> **Exercise requirements**:
Please repeat the whole listing verbatim.

> **Source records**:
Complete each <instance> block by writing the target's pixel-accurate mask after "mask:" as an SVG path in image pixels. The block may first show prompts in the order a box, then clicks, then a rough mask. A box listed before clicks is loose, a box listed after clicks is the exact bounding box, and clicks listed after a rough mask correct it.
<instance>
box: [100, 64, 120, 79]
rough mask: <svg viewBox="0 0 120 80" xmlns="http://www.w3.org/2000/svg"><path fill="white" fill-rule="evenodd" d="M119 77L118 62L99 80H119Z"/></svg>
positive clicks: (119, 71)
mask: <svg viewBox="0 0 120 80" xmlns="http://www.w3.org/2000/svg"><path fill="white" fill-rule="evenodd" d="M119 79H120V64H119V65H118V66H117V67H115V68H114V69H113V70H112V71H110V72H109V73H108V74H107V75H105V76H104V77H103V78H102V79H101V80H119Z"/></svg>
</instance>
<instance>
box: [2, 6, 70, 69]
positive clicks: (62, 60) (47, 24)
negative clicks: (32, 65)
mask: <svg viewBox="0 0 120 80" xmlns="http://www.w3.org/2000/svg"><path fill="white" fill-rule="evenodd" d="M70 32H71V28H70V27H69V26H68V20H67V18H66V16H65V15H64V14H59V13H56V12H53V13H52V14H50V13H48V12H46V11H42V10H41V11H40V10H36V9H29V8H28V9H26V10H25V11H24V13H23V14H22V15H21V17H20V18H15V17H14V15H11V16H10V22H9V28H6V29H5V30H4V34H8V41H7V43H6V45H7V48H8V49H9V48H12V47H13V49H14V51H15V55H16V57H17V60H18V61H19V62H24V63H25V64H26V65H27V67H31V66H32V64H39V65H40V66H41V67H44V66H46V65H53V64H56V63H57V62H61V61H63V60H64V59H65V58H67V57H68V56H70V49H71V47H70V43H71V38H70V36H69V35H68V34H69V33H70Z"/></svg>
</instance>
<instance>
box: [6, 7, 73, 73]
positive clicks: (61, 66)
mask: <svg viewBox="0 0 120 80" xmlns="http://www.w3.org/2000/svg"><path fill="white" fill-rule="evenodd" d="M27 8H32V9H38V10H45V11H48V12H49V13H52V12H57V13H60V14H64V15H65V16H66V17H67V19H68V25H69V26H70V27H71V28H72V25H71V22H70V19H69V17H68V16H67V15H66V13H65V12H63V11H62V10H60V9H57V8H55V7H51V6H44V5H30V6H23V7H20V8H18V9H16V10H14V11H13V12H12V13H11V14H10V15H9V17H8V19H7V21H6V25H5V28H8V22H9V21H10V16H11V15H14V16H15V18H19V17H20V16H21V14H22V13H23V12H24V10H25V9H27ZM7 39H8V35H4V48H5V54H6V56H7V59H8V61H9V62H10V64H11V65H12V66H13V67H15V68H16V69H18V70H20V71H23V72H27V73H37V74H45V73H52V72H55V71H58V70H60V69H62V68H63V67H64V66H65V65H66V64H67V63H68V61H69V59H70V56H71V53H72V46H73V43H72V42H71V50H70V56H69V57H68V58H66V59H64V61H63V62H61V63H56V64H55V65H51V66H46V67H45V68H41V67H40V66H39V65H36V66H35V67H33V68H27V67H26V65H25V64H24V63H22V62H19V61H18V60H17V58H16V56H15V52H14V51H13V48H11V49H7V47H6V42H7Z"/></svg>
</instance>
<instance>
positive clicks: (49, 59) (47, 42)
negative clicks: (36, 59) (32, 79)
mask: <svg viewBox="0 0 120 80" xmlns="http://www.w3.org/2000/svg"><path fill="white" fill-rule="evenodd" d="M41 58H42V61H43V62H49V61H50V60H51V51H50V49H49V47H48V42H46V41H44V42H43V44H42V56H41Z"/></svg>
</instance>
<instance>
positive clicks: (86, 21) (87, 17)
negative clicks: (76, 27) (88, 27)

> **Solution to the problem**:
Complete each <instance> block by writing the target's pixel-accurate mask after "mask:" as an SVG path in image pixels. The block may first show prompts in the order a box, then clicks, then a rough mask. A box listed before clicks is loose, a box listed after clicks is the exact bounding box, and clicks listed after a rough mask correct it.
<instance>
box: [100, 64, 120, 79]
rough mask: <svg viewBox="0 0 120 80" xmlns="http://www.w3.org/2000/svg"><path fill="white" fill-rule="evenodd" d="M119 77L118 62L99 80H119Z"/></svg>
positive clicks: (119, 71)
mask: <svg viewBox="0 0 120 80" xmlns="http://www.w3.org/2000/svg"><path fill="white" fill-rule="evenodd" d="M119 79H120V64H119V65H118V66H117V67H115V68H114V69H113V70H112V71H110V72H109V73H108V74H107V75H105V76H104V77H103V78H102V79H101V80H119Z"/></svg>
</instance>
<instance>
box: [2, 6, 70, 69]
positive clicks: (62, 60) (47, 24)
negative clicks: (32, 65)
mask: <svg viewBox="0 0 120 80" xmlns="http://www.w3.org/2000/svg"><path fill="white" fill-rule="evenodd" d="M70 32H71V28H70V27H69V26H68V20H67V18H66V16H65V15H64V14H59V13H56V12H53V13H52V14H50V13H48V12H46V11H42V10H41V11H40V10H36V9H29V8H28V9H26V10H25V11H24V13H23V14H22V15H21V17H20V18H15V17H14V15H11V16H10V22H9V28H6V29H5V30H4V34H8V41H7V43H6V45H7V48H8V49H9V48H12V47H13V49H14V51H15V55H16V57H17V60H18V61H19V62H24V63H25V64H26V65H27V67H31V66H32V64H39V65H40V66H41V67H44V66H46V65H53V64H56V63H57V62H61V61H63V60H64V59H65V58H67V57H68V56H70V49H71V47H70V43H71V38H70V36H69V35H68V34H69V33H70Z"/></svg>
</instance>
<instance>
box: [6, 7, 73, 73]
positive clicks: (61, 66)
mask: <svg viewBox="0 0 120 80" xmlns="http://www.w3.org/2000/svg"><path fill="white" fill-rule="evenodd" d="M27 8H32V9H38V10H45V11H48V12H49V13H52V12H57V13H60V14H64V15H65V16H66V17H67V19H68V25H69V26H70V27H71V28H72V25H71V22H70V19H69V17H68V16H67V15H66V13H65V12H63V11H62V10H60V9H57V8H55V7H51V6H44V5H30V6H23V7H20V8H18V9H16V10H14V11H13V12H12V13H11V14H10V15H9V17H8V19H7V21H6V25H5V28H8V22H9V21H10V16H11V15H14V16H15V18H19V17H20V16H21V14H22V13H23V12H24V10H25V9H27ZM7 39H8V35H4V48H5V54H6V56H7V59H8V61H9V62H10V64H11V65H12V66H13V67H15V68H16V69H18V70H20V71H23V72H27V73H37V74H45V73H52V72H55V71H58V70H60V69H62V68H63V67H64V66H65V65H66V64H67V63H68V61H69V59H70V56H71V53H72V46H73V43H72V42H71V50H70V56H69V57H68V58H66V59H64V61H63V62H61V63H56V64H55V65H51V66H46V67H45V68H41V67H40V66H39V65H36V66H35V67H33V68H27V67H26V65H25V64H24V63H22V62H19V61H18V60H17V58H16V56H15V52H14V51H13V48H11V49H7V47H6V42H7Z"/></svg>
</instance>
<instance>
positive clicks: (49, 59) (47, 42)
negative clicks: (36, 59) (32, 79)
mask: <svg viewBox="0 0 120 80" xmlns="http://www.w3.org/2000/svg"><path fill="white" fill-rule="evenodd" d="M41 58H42V61H43V62H49V61H50V60H51V51H50V49H49V47H48V42H46V41H44V42H43V44H42V56H41Z"/></svg>
</instance>
<instance>
positive clicks: (86, 21) (87, 17)
negative clicks: (76, 27) (88, 27)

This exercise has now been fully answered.